## What is being asked
Your reply must contain exactly the lines running from the one with "Would you mind annotating the decorative" to the last line of the entries below, both included, and no other lines.

(The input Opens)

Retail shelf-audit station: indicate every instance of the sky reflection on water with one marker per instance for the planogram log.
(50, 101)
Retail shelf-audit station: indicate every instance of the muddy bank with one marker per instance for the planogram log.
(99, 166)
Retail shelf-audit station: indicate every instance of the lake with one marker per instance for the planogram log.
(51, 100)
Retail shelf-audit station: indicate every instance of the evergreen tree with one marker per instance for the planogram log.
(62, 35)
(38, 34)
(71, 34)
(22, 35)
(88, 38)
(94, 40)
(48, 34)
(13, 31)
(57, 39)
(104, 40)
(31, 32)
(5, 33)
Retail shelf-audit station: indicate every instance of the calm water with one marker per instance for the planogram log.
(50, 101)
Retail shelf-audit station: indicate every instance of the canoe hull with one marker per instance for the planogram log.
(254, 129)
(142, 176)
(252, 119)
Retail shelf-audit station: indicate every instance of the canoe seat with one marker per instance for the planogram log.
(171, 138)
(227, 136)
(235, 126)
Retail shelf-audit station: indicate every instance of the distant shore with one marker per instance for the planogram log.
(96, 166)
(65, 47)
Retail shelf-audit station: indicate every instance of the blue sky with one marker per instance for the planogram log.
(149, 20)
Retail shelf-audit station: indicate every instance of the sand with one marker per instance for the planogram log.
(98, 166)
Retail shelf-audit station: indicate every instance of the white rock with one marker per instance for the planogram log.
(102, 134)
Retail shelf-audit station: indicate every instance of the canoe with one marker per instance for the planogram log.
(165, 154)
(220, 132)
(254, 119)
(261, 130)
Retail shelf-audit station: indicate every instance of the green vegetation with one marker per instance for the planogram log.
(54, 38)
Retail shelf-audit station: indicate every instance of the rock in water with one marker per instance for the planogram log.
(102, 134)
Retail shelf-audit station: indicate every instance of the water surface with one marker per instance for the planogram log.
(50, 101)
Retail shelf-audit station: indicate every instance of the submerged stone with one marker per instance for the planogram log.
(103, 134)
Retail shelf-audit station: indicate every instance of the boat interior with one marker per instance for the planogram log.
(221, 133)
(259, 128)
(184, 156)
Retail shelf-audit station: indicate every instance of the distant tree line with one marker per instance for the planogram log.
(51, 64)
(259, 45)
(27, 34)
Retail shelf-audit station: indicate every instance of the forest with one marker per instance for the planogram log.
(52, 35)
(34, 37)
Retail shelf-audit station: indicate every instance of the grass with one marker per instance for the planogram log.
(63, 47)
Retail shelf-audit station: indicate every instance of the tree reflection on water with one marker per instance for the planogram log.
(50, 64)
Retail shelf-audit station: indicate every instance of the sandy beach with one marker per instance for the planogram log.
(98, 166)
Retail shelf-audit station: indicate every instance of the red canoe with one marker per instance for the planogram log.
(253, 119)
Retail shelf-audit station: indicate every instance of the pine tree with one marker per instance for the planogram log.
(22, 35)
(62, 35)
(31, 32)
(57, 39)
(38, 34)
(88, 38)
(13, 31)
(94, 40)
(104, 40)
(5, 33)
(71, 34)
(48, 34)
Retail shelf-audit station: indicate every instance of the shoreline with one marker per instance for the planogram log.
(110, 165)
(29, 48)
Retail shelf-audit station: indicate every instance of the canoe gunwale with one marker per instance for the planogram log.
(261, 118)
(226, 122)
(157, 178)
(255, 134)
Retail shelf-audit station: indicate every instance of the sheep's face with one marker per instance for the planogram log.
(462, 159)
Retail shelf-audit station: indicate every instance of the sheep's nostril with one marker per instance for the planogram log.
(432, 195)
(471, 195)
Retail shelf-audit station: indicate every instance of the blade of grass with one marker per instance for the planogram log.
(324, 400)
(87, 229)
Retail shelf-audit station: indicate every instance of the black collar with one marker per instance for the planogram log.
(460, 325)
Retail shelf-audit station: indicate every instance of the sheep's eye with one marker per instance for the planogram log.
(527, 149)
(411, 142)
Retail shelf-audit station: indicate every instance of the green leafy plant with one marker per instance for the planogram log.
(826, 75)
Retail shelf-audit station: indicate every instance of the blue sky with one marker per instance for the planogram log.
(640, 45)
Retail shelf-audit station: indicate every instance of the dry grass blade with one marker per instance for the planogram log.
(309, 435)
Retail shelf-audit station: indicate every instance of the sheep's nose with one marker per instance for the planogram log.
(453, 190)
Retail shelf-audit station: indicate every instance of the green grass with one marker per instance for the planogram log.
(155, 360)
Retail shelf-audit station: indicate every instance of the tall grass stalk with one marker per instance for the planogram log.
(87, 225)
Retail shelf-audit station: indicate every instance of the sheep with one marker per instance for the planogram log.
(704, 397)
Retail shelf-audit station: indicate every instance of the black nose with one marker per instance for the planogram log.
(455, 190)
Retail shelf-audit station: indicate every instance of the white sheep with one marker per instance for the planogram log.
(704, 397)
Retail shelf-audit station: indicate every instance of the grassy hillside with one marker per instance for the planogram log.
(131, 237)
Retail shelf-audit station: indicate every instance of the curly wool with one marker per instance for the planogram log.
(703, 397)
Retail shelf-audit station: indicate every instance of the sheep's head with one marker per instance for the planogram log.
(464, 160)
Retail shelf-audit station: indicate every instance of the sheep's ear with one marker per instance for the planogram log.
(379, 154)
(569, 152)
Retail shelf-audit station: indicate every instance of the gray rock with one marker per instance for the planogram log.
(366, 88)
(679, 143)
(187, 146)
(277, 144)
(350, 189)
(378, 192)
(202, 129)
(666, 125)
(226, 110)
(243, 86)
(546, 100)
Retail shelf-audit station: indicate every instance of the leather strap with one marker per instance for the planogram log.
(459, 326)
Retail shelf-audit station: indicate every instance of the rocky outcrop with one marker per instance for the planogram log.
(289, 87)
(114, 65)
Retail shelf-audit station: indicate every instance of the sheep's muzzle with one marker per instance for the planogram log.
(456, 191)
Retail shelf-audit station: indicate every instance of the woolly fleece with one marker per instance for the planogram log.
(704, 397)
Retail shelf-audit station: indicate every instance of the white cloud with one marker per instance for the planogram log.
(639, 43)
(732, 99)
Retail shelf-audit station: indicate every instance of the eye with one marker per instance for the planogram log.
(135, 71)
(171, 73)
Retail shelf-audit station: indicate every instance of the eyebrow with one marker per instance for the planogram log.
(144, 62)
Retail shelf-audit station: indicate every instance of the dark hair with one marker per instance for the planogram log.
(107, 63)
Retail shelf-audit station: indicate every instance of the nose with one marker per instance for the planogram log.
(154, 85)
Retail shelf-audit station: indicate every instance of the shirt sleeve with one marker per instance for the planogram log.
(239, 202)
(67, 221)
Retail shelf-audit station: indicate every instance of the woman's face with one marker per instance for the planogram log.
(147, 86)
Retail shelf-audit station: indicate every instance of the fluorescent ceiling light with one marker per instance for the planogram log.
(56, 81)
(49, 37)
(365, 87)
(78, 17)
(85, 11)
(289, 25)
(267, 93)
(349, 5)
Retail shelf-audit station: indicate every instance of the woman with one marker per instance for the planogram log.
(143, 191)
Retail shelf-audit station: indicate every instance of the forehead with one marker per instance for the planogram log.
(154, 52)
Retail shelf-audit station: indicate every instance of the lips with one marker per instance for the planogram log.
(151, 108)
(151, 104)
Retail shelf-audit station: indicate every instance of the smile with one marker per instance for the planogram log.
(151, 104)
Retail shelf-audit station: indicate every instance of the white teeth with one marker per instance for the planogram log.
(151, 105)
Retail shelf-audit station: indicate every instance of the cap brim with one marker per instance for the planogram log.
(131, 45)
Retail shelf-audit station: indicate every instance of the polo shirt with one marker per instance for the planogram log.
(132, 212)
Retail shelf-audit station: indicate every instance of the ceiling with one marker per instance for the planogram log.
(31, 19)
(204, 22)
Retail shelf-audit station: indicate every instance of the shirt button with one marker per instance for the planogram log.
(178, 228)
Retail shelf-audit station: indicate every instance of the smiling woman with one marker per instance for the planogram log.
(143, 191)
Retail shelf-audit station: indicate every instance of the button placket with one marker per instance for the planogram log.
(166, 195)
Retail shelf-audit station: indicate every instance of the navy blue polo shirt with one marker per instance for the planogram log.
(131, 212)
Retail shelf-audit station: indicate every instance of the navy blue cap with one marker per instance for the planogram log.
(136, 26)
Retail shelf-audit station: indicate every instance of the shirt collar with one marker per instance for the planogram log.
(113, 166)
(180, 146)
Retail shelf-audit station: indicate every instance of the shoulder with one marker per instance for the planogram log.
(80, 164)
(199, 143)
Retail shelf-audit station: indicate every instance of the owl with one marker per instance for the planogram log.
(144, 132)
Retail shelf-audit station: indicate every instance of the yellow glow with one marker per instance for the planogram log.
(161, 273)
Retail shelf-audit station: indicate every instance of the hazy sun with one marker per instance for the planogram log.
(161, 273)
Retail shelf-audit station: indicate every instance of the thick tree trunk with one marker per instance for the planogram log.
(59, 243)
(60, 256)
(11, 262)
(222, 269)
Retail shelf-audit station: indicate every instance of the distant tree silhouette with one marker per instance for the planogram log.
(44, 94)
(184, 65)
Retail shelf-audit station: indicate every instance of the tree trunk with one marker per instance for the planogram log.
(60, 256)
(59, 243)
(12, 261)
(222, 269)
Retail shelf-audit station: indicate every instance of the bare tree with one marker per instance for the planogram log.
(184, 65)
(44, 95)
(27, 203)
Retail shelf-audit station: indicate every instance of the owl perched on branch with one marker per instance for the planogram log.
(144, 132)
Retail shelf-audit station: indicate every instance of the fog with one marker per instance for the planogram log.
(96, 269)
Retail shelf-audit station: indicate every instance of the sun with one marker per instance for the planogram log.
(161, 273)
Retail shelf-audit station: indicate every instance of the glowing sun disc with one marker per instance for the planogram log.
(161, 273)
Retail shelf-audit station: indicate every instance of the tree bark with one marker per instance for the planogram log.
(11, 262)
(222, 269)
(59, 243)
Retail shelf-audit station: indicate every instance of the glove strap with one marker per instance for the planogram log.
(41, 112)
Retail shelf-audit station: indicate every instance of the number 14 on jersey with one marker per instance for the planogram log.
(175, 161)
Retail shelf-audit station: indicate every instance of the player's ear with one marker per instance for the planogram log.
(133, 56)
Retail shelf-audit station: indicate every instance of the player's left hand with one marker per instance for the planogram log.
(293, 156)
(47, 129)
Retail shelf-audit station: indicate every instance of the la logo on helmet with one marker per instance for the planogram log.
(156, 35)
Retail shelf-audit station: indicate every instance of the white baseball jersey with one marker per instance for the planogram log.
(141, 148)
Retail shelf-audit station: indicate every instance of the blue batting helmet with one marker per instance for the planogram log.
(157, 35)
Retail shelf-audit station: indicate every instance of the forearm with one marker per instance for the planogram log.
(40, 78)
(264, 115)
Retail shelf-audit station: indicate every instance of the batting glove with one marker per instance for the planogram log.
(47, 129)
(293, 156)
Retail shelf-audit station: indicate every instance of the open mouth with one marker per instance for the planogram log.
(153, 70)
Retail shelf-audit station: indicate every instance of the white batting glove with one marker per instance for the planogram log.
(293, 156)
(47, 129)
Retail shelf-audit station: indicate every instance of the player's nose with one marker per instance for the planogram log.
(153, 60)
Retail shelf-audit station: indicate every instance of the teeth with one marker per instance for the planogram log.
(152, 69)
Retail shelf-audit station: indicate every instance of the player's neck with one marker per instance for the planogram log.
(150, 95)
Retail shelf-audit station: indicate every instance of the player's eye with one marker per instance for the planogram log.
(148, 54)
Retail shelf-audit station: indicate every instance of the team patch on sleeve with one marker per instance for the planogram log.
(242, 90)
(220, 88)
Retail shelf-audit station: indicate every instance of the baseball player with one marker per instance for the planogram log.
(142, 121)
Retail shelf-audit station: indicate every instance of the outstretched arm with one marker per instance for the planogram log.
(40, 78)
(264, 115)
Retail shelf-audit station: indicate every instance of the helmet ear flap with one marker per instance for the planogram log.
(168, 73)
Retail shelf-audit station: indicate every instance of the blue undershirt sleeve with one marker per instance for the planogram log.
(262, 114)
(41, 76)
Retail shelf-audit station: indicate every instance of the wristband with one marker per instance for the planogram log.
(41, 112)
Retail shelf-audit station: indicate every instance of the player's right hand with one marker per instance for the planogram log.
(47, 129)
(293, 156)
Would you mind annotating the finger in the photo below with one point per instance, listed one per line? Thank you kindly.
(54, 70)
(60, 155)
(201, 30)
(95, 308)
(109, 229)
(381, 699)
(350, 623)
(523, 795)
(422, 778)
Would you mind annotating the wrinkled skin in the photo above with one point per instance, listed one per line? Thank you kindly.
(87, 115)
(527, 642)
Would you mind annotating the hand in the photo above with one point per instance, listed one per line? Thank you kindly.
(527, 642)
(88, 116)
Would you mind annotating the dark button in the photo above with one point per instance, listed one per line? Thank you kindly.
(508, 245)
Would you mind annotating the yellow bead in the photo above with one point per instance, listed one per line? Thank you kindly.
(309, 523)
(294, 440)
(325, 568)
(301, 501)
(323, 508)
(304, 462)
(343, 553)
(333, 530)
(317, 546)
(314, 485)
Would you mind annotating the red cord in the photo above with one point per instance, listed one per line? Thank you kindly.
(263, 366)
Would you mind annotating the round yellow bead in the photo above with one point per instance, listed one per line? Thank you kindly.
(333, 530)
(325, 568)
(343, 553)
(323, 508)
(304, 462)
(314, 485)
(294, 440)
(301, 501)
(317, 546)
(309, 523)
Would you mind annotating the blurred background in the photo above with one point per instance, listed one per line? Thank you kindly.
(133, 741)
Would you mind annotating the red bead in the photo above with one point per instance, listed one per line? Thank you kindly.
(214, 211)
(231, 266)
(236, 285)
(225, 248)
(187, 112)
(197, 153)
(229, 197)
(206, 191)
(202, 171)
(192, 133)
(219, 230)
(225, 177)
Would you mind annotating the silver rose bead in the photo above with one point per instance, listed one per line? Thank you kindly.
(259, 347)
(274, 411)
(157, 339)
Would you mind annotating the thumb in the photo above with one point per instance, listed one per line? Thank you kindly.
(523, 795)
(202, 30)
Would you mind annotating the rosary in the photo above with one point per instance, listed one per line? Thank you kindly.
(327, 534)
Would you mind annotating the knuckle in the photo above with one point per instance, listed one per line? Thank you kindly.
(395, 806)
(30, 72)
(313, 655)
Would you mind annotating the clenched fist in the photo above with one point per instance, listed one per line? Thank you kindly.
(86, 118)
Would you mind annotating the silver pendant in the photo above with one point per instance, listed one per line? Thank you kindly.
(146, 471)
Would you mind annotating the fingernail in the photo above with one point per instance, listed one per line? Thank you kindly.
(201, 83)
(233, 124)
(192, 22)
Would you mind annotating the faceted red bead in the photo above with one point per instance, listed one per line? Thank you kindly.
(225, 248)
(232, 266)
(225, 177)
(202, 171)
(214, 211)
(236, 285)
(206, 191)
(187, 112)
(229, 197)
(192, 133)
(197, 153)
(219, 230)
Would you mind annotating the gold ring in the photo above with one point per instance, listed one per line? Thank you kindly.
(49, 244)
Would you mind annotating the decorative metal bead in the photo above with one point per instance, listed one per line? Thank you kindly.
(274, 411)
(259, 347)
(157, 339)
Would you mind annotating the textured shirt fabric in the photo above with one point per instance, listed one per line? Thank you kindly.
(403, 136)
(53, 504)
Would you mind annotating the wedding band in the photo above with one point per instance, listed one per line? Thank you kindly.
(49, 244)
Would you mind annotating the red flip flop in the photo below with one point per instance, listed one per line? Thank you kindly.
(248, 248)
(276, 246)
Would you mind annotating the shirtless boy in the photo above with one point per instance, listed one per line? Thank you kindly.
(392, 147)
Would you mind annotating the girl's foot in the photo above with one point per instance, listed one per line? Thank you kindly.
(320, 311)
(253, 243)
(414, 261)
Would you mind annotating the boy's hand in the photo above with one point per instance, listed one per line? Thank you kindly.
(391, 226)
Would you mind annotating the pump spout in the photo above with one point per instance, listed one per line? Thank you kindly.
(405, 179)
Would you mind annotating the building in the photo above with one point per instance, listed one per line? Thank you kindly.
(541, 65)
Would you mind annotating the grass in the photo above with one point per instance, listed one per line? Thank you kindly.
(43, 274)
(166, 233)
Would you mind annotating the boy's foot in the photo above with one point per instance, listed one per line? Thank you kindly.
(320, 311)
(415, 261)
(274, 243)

(The input Closes)

## Response for this exercise
Would you mind annotating the decorative metal bead in the photo above with one point per instance, listed one per line? Thank you kindly.
(274, 411)
(259, 347)
(157, 339)
Would you mind annotating the textured shirt fabric in the photo above with one point per instance, listed one per line? Thank you kindly.
(403, 136)
(53, 504)
Would you mind annotating the wedding band in the photo above with one point per instance, listed one per line? Thank you kindly.
(49, 244)
Would you mind annotating the red flip flop in the photo below with one point per instance, listed one per line? Thank you kindly.
(248, 248)
(276, 246)
Would you mind annotating the shirtless boy in the photo above with one point per instance, listed one per line? Thank you kindly.
(392, 147)
Would you mind annotating the girl's foot in the photo above with one point per instance, listed one per line? Thank you kindly.
(320, 311)
(253, 243)
(414, 261)
Would you mind annotating the boy's hand in the photo above with one point per instance, listed one per line? Thank you kindly.
(391, 226)
Would you mind annotating the pump spout in the photo above with one point per instance, listed one per line? Thank you kindly.
(405, 179)
Would you mind annotating the building in the photo above with one point per instance, listed one per line? Thank you kindly.
(541, 65)
Would you mind annotating the grass in the photo above with one point per instance, listed one per line? Thank you kindly.
(43, 274)
(166, 233)
Would you mind annotating the boy's foot in the photo above with one point per instance, listed one per line? Thank you kindly.
(320, 311)
(415, 261)
(274, 243)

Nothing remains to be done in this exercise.